### TEXTE PROPOSÉ
———

Nombre de méthodes utilisées afin
d’identifier les intérêts professionnels s’appuient sur la théorie de John
Holland. Si cette approche a connu un succès certain auprès des professionnels
de l’orientation depuis quelques décennies, il s’avère qu’elle présente
aujourd’hui quelques limites dans un
monde devenu de plus en plus rapidement changeant. L’époque actuelle n’est en
effet plus au choix d’une profession pour la vie et la question de l’orientation ne peut
définitivement plus se conjuguer qu’au
singulier.
L’orientation
au pluriel !
La jeune génération a clairement
intégré le fait que l’environnement professionnel, à quelques exceptions près,
évolue de manière particulièrement rapide voire brutale. Le Ministère du Travail américain estime
ainsi que les personnes qui suivent actuellement des études, auront exercé
environ 10 à 14 emplois différents une fois parvenues à l’âge de 38 ans.
Emergence
permanente de nouveaux métiers.
Comme le souligne également le Ministère du Travail
américain, les dix métiers qui recrutaient le plus en 2010 n’existaient pas
encore en 2004. Ce phénomène semble clairement se confirmer aujourd’hui encore,
bousculant ainsi sérieusement la conception traditionnelle des métiers que
suggérait John Holland il y a plus d’un demi-siècle.
Alors, face à un univers professionnel devenu aussi incertain comment l’individu peut-il
identifier les métiers qui seraient susceptibles de lui convenir ?
Le concept de métier est-il d’ailleurs toujours
aussi pertinent ?
Changement de paradigme :
concilier histoire de vie de l’individu et évolution rapide de la société.

———

### TÂCHES À FAIRE
(a) D'après le texte sur l'orientation professionnelle, combien d'emplois différents les personnes qui suivent actuellement des études auront-elles exercés à l'âge de 38 ans ?
(b) Recopiez le passage du texte sur l'orientation professionnelle qui commence aux mots « Alors, face à » et s'arrête après les mots « aussi pertinent ? ».
(c) Poursuivez le texte sur l'orientation professionnelle à partir de sa dernière phrase.

———

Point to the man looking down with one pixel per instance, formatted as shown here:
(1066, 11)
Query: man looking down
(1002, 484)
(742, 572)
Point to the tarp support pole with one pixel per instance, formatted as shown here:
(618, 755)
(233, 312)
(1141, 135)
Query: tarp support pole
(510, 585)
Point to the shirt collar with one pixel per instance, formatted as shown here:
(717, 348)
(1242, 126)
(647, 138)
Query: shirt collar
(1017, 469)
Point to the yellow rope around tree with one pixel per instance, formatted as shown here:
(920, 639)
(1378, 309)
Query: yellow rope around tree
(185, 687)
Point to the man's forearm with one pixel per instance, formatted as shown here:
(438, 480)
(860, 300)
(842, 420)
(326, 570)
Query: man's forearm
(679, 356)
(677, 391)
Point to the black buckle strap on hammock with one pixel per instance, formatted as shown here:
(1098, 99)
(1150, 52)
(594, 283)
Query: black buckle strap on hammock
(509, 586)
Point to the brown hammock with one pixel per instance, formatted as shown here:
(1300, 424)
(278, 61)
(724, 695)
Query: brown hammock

———

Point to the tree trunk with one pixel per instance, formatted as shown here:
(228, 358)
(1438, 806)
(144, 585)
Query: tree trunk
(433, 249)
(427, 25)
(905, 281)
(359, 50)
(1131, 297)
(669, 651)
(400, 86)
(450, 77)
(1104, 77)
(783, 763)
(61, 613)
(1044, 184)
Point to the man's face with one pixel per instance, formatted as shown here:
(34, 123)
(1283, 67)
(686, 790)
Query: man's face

———

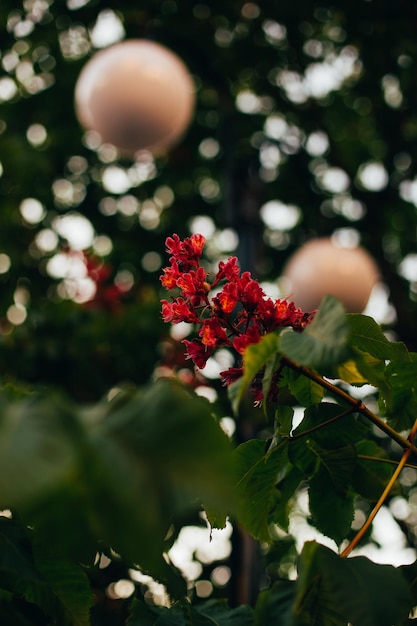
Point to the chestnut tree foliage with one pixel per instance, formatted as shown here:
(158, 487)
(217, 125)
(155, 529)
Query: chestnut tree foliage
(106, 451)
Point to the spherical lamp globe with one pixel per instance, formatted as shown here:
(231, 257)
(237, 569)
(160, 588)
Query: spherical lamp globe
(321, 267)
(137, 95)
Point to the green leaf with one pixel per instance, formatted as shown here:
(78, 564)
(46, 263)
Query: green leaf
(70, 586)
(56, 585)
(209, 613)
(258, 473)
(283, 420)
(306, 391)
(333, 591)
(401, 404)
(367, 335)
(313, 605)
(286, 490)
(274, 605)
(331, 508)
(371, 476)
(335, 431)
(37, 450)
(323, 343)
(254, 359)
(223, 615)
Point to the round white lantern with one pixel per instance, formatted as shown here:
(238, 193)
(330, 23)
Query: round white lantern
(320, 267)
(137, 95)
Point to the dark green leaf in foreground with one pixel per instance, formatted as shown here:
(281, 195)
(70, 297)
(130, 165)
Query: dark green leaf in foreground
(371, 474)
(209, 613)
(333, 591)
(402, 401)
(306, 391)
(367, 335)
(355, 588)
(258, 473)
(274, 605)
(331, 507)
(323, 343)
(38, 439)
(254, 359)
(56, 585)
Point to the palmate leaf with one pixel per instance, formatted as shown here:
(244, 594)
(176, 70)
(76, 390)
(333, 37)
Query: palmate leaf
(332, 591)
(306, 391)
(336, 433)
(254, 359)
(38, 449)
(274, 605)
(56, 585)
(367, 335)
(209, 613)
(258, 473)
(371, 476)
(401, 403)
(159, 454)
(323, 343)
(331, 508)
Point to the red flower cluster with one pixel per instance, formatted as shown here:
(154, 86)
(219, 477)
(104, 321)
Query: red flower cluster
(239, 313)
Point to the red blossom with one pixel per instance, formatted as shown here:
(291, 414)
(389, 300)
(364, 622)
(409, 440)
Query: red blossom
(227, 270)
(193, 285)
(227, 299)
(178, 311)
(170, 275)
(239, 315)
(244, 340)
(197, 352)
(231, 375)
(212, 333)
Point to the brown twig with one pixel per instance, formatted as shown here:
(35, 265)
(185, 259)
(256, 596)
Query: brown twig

———

### RÉPONSES AUX EXERCICES
(a) Environ 10 à 14 emplois différents.

(b)
Alors, face à un univers professionnel devenu aussi incertain comment l’individu peut-il
identifier les métiers qui seraient susceptibles de lui convenir ?
Le concept de métier est-il d’ailleurs toujours
aussi pertinent ?

(c)
Pour notre part, Il nous semble particulièrement
intéressant, dans le cadre d’un
accompagnement de carrière, non pas d’inviter l’individu à réfléchir à partir des
représentations (forcément numériquement réduites et généralement partielles) qu’il
possède des différents métiers mais bien de l’inviter à revisiter son histoire
personnelle au travers des diverses expériences qui ont jalonné son chemin pour
en tirer un enseignement sur ce qui pourrait constituer précisément la suite de
cette histoire en terme d’activités professionnelles. Cette histoire
personnelle est ainsi examinée en détail à l’aune de deux indicateurs qui
s’avèrent particulièrement utiles : le sentiment d’efficacité personnelle éprouvé
par l’individu lorsqu’il exerçait telle
ou telle activité et l’intérêt que cette
activité suscitait chez lui. Des expériences significatives aux yeux du sujet sont
par conséquent extraites de sa sphère professionnelle et de sa sphère privée. Chacune
d’elles est considérée comme un patchwork composé d’activités
(*) qui, pour certaines, laissent un souvenir agréable généralement associé à
un sentiment d’efficacité élevé,
d’autres, non. Le travail biographique ainsi entrepris en reconstituant ces patchworks issus du passé conduit la personne
accompagnée à s’engager dans une véritable démarche réflexive qui lui permet de
dégager progressivement le fil rouge de
ses intérêts personnels et de leur évolution. Lui est ensuite proposée d’imaginer la suite de l’histoire, le patchwork suivant, ainsi que
les différentes activités qui le composent. Pour élaborer ce patchwork idéal,
il est naturellement possible de réutiliser des pièces (activités) issues
d’anciens patchworks, il est également possible d’utiliser des pièces
totalement nouvelles que la personne peut emprunter à son environnent. Il peut par exemple s’agir
de pièces correspondant à des activités exercées par un parent ou une relation
personnelle et que l’individu n’a pas forcément encore eu l’occasion d’exercer
lui-même mais qui l’attirent.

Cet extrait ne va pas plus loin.